[Supplied material]
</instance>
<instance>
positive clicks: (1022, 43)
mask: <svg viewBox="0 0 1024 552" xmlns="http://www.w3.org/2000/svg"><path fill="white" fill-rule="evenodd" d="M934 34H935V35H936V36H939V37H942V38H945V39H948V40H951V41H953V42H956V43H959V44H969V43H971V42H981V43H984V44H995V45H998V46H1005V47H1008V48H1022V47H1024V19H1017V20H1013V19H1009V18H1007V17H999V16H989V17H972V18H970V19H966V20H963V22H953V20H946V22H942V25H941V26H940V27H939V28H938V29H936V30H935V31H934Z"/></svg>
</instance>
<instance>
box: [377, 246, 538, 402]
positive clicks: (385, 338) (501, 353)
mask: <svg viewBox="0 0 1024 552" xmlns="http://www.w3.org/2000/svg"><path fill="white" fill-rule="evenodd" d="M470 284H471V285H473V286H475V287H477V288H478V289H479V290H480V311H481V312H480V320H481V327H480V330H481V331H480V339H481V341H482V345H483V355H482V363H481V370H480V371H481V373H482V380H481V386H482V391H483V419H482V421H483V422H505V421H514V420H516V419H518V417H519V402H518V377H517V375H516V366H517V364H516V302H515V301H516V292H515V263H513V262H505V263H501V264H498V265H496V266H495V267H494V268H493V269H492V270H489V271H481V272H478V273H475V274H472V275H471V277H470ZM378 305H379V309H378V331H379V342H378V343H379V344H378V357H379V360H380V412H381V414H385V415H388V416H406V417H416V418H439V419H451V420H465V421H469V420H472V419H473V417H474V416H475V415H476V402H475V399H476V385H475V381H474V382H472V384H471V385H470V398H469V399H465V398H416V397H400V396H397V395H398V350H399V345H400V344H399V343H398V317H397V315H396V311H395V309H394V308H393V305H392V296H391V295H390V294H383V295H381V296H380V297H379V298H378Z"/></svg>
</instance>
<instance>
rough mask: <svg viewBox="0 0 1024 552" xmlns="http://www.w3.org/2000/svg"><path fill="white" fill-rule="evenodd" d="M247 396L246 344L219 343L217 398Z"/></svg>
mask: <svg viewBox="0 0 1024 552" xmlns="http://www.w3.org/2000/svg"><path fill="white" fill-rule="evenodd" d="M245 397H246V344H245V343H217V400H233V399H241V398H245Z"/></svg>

[Instructions to follow]
Which lines in the material above contain the word "positive"? Copy each of them in full.

[Result of this task]
positive clicks: (1022, 43)
positive clicks: (385, 338) (501, 353)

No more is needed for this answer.